## What you should do
In the review of One Year After, translate this sentence into Spanish: "Black Mountain has weathered the worst of the breakdown, but its neighbors spell trouble."

## Excerpted passage
One Year After
© 2015 William Forstchen
304 pages
It’s been two years since an EMP blast reduced most of the United States to medieval conditions. After cars and the electrical grid failed, everything went to hell — complete with hordes of the damned, mobs of men and women given over to madness attacking anything in their path. In the aftermath, starvation and disease again reared their heads, killing millions. Colonel John Matherson was a history professor on the Day of the attack, but in the wake of the chaos became the commander of his community’s defensive forces. He could do nothing against the death of his daughter and other loved ones by disease, but he could fight gangs, and so stand for the rule of law as to prevent his own friends from becoming monsters themselves. In One Year After, we find Matherson and the town council of Black Mountain attempting to rebuild, nearly on the verge of establishing a electric generator. But beyond the mountains there is a continent of forces fighting for chaos and order, and the fair city of Black Mountain has caught their eye. As Matherson attempts to negotiate a peace between his city and a smaller community nearby, the area becomes of interest to a Federal government attempting to reconstitute itself. Torn between hope that this is a genuine start to national recovery and his fears that the ‘federal administrator’ isn’t on the level, Matherson and Black Mountain stand cautious, and are ultimately caught up in another life-and-death struggle.
One Second After read like a science-fiction horror story, chronicling a catastrophic breakdown of society; One Year After’s story is far less harrowing, being mostly politics and combat as Matherson works with his neighbors and the government in nearby Bluemont that claims to be the legitimate government. Black Mountain has weathered the worst of the breakdown, but its neighbors spell trouble. Not only is there constant feuding between mountain clans that frequently bleeds over into his city, but those warring tribes have caught the attention of the Bluemont government. The United States’ overseas meddling has for once paid off; the troops and equipment stationed outside of the EMP bursts are alive, kicking, and back in the states to restore order. At the novel’s opening, a draft has been imposed on the populations in contact with Bluemont, as it is attempting to create an Army of National Recovery to put an end to the multitude of highwaymen and cults now peppering the landscape. Faint broadcasts from the BBC hint that interesting goings-on are happening around the globe, dropping secret messages to ‘friends in Montreal’ or Prauge, and detailing the ongoing failure of Bluemont to put down a monster ruling in Chicago while the Chinese occupy California.. As the plot of the book unfolds, Matherson increasingly suspects that this new Federal authority isn’t one worth of trust, and eventually has to make a decision: conscience or convenience. Temptation is an ongoing theme here in his social balancing act; how easy would it be to say to hell with his raiding mountain neighbors, instead of swallowing pride to make a peace with them; how simple his life would be if he would simply throw his lot in with Bluemont. Time and again Matherson hovers between what he believes is right, and what seems right, with Forstchen using cigarettes as a visual clue. Accept an offered smoke and enjoy immediate satisfaction…but at the price of reviving a long-beaten addiction.
Although One Year After doesn’t have the immediate punch that One Second After did, the firefights amid abandoned and repurposed sights of urban decade are well done, especially as they happen alongside Matherson’s frequent soul-searching bouts of tough decision making. I appreciated the nuance here; unlike Patriots, antagonists are redeemable — even the Feds.

Image-backed grounding data:
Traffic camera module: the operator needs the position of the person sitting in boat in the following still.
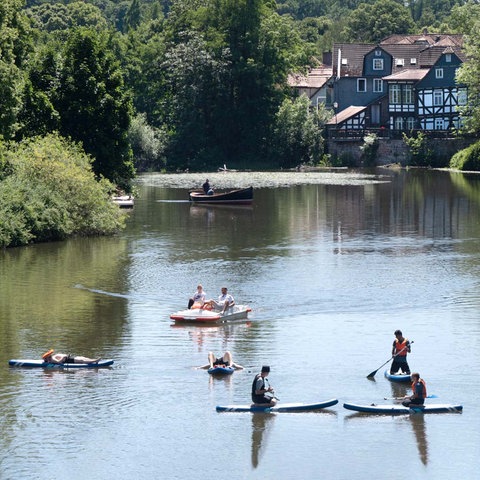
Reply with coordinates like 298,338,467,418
208,350,243,370
202,178,215,195
42,350,101,364
390,330,411,375
252,365,277,407
204,287,235,315
188,284,207,309
402,373,427,407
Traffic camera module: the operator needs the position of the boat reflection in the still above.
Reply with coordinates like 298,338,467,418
410,414,428,465
252,413,276,468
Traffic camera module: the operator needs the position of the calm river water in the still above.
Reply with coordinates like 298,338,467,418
0,169,480,480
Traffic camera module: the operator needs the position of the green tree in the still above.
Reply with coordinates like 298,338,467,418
52,28,134,184
344,0,414,43
0,135,125,247
271,95,328,168
0,0,31,139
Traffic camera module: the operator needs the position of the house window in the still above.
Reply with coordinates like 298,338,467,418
389,85,401,105
373,58,383,70
373,78,383,93
403,85,413,105
357,78,367,92
457,88,467,105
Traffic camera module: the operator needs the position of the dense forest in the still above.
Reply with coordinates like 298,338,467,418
0,0,480,248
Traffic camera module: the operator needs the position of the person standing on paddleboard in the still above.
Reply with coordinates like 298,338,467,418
402,373,427,407
390,330,411,375
252,365,277,407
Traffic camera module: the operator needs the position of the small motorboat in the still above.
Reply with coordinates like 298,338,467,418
170,305,252,323
189,187,253,205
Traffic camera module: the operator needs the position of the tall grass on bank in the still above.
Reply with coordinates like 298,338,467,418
0,134,125,247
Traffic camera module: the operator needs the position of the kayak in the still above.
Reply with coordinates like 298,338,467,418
216,398,338,413
385,370,412,383
207,365,235,375
343,403,463,415
8,359,113,368
170,305,252,323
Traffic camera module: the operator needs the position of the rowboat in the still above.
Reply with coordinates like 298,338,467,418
8,359,113,368
343,403,463,415
112,195,135,208
170,305,252,323
216,398,338,413
385,370,412,383
207,365,235,375
189,187,253,205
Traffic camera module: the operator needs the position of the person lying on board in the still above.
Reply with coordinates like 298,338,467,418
204,287,235,315
402,373,427,407
42,350,101,364
188,284,207,309
252,365,277,407
199,350,244,370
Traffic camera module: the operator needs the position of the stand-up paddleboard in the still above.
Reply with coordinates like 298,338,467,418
216,398,338,413
343,403,463,415
8,359,113,368
207,365,235,375
385,370,412,383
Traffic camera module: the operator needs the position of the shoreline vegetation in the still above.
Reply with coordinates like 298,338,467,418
0,134,125,248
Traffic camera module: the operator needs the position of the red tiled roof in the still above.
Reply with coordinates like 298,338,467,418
327,105,367,125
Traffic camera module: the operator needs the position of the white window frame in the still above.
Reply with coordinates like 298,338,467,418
388,84,402,105
373,78,383,93
402,84,414,105
373,58,383,70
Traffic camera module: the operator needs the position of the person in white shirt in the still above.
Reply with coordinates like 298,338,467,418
188,285,207,309
205,287,235,314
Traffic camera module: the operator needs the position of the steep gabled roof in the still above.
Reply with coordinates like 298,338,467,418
327,105,367,125
288,65,333,88
383,68,430,81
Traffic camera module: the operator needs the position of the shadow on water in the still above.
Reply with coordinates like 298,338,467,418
252,413,275,468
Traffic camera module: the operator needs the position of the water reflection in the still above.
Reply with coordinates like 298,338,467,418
410,413,428,465
252,413,276,468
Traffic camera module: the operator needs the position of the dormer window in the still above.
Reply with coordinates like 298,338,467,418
373,58,383,70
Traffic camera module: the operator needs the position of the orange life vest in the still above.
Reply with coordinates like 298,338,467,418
394,338,408,357
412,378,427,398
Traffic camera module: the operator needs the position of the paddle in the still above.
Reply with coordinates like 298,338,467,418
367,340,413,378
383,395,438,401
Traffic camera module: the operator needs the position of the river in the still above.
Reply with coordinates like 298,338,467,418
0,169,480,480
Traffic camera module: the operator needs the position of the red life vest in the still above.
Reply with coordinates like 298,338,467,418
393,338,409,357
412,378,427,398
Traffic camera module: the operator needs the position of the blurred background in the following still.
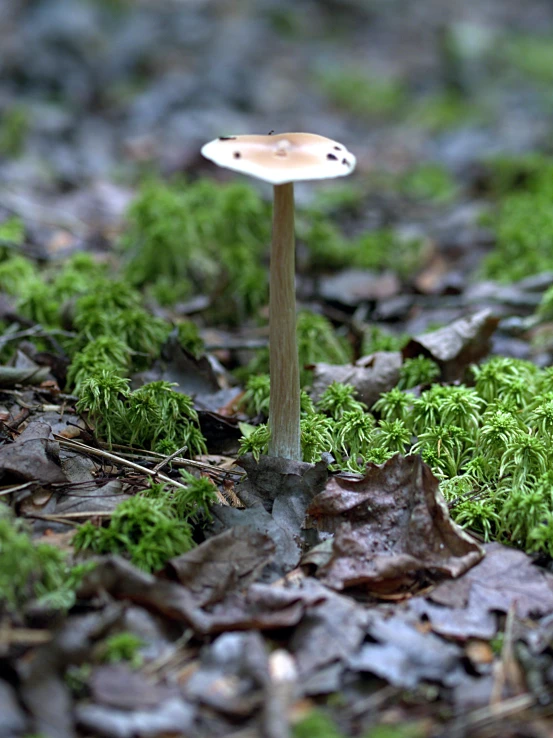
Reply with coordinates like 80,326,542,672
0,0,553,190
0,0,553,344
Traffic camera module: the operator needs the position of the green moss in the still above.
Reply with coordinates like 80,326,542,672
407,92,487,133
398,356,441,389
123,180,271,318
99,632,144,669
482,156,553,282
296,310,353,385
501,33,553,85
177,320,205,359
0,105,29,157
315,66,407,119
349,228,423,277
484,152,553,197
73,495,193,571
0,255,39,297
0,503,91,610
0,216,25,246
77,374,207,456
292,710,344,738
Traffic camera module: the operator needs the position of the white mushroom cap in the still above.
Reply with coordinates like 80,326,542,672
202,133,355,185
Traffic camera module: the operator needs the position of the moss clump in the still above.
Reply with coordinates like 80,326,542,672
242,350,553,556
296,310,353,385
0,105,29,157
0,216,25,246
483,155,553,282
73,495,193,571
0,503,91,610
292,710,344,738
483,191,553,282
123,180,271,318
73,472,217,571
77,376,207,456
99,632,144,669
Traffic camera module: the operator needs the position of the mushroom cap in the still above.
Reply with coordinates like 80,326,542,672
202,133,355,185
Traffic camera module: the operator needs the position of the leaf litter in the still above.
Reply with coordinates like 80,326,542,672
5,0,553,738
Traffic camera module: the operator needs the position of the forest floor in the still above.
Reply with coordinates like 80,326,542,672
0,0,553,738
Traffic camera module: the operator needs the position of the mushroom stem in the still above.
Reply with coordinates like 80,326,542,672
269,182,301,461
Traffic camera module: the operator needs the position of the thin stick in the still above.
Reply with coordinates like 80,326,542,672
53,433,228,506
154,446,188,472
54,433,186,489
0,482,34,497
99,443,246,478
269,182,301,461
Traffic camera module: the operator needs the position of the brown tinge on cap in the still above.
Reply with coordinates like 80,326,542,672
202,133,355,184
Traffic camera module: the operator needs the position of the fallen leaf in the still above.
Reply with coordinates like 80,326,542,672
0,679,27,738
0,421,67,484
348,613,466,689
0,366,50,389
304,454,484,593
408,543,553,639
79,556,324,634
403,309,499,382
166,527,275,607
75,697,195,738
311,351,402,407
89,663,171,710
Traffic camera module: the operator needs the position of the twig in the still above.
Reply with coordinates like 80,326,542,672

## Exercise response
Black Mountain ha resistido lo peor del colapso, pero sus vecinos presagian problemas.